Exercise instructions – Since the copy must match the original, write out each record word for word, skipping only the pictures.

Supplied entries –
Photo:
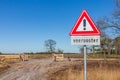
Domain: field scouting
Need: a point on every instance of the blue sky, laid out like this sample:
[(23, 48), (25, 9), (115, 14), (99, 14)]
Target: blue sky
[(26, 24)]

Problem solution –
Photo:
Domain: field scouting
Need: a point on every instance of the blue sky, laid out like this sample:
[(23, 48), (25, 9), (115, 14), (99, 14)]
Target: blue sky
[(26, 24)]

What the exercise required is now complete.